_DIRECTION_: Which rows below contain the word "dark"? Find each one and copy it, matching case exactly.

_DATA ENTRIES_:
## begin

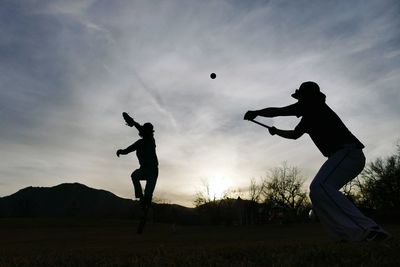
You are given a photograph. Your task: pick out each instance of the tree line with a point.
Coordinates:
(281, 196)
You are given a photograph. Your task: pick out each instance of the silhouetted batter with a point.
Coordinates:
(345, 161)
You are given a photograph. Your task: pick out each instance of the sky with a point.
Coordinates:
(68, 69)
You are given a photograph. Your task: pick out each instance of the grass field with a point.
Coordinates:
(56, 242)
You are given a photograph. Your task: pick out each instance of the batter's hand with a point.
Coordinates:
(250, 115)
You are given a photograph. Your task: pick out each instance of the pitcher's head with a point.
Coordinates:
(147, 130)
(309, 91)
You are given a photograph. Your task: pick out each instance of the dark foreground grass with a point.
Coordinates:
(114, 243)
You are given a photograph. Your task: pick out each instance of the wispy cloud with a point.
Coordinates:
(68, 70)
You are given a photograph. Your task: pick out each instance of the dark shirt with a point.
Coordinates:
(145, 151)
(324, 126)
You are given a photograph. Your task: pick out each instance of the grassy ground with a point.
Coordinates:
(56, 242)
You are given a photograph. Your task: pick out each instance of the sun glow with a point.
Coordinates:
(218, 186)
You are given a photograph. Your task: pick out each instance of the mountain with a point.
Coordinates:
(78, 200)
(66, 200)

## end
## begin

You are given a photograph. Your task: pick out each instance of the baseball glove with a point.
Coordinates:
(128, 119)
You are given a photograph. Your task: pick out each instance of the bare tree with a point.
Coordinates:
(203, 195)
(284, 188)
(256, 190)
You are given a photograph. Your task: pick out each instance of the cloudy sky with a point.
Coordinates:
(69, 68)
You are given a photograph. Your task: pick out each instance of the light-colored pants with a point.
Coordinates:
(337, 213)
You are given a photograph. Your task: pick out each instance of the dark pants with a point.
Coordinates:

## end

_ANSWER IN FULL_:
You are given a photograph. Your task: pick out each instance of the dark foreground grass with a point.
You are given a photograph. Your task: pick out each instance of the dark shirt with a point.
You are given a photograph. Your task: pick out each instance of the dark pants with a point.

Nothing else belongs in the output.